EXCERPT PROVIDED:
** START **
EP by LeAnn Rimes
- Released: October 28, 2014
- Studio: Blackbird Studios (Nashville, Tennessee); Capitol Studios (Hollywood, California); Surf Shack (Hollywood, California);
- Genre: Christmas; country; pop rock;
- Length: 20:09
- Label: Iconic
- Producer: Dave Audé; Darrell Brown; LeAnn Rimes;

LeAnn Rimes chronology
| Dance Like You Don't Give a.... Greatest Hits Remixes (2014) | One Christmas: Chapter 1 (2014) | All-Time Greatest Hits (2015) |

Singles from One Christmas: Chapter 1
- "I Want a Hippopotamus for Christmas" Released: 2014;

= One Christmas: Chapter 1 =

One Christmas: Chapter 1 is an extended play (EP) by American singer LeAnn Rimes. It was released on October 28, 2014, via the Iconic Entertainment Group and contained six tracks. The album was Rimes's second collection of Christmas music and second extended play released in her career. It received a positive response from AllMusic and later reached positions on the American Billboard charts.
** END **
Extract the part of the One Christmas: Chapter 1 text from "Singles from One" up to and including "American Billboard charts.", word for word. The records that come next have nothing to do with the text.

Labeled-object pointing records
** START **
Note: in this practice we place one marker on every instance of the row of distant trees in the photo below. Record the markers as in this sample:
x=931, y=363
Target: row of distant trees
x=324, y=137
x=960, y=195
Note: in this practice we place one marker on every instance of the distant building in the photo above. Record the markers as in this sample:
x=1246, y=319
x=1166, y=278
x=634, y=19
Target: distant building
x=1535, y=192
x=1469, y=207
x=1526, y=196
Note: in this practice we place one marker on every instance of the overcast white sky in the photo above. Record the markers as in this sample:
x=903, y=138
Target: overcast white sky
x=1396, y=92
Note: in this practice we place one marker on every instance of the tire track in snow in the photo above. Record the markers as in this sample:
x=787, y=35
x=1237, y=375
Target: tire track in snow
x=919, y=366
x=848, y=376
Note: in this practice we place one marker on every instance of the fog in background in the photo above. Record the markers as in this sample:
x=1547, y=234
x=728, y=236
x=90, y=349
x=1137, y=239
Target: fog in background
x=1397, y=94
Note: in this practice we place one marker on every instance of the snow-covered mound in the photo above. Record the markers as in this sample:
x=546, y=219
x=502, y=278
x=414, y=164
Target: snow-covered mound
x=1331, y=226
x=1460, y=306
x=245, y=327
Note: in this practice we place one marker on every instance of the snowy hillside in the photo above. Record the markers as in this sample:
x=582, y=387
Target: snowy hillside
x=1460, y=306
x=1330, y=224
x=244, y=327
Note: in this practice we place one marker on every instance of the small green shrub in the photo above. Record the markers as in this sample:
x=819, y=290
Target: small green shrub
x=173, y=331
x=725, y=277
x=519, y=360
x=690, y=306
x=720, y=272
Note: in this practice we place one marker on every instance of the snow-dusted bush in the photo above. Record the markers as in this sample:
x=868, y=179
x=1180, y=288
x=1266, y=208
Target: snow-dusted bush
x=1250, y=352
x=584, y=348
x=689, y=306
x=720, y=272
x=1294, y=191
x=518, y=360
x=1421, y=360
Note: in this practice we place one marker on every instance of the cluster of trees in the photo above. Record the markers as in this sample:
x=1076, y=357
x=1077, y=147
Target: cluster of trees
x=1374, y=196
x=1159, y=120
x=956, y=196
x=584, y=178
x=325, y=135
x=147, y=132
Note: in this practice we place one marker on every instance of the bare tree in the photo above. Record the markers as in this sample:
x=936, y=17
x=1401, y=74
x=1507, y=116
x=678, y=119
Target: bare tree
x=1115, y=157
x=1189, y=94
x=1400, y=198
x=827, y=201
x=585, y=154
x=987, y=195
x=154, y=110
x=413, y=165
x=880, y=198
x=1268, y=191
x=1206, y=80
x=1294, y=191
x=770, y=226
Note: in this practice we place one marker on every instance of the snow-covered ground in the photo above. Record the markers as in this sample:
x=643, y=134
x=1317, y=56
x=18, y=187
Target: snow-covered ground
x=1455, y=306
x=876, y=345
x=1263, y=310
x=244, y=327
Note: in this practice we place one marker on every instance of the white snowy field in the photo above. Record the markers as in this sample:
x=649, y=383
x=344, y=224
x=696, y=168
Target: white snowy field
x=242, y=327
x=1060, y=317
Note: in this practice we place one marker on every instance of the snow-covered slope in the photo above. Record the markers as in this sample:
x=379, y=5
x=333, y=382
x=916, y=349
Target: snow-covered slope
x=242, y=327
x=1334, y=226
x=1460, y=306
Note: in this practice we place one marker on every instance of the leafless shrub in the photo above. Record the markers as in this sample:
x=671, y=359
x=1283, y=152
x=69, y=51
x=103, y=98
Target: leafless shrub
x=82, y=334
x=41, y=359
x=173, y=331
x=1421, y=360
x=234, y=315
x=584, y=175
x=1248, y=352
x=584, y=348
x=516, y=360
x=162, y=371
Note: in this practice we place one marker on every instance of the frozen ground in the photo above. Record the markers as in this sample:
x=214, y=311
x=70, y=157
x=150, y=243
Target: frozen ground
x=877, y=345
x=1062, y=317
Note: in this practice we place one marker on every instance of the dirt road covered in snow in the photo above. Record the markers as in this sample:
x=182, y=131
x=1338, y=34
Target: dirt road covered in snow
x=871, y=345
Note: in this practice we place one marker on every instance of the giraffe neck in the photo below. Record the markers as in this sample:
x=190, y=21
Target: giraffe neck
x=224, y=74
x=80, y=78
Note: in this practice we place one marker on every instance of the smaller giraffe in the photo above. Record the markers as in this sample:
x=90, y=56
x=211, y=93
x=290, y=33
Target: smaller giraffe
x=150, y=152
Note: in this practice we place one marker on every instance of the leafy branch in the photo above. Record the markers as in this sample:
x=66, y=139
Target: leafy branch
** END **
RESULT OF THIS EXERCISE:
Singles from One Christmas: Chapter 1
- "I Want a Hippopotamus for Christmas" Released: 2014;

= One Christmas: Chapter 1 =

One Christmas: Chapter 1 is an extended play (EP) by American singer LeAnn Rimes. It was released on October 28, 2014, via the Iconic Entertainment Group and contained six tracks. The album was Rimes's second collection of Christmas music and second extended play released in her career. It received a positive response from AllMusic and later reached positions on the American Billboard charts.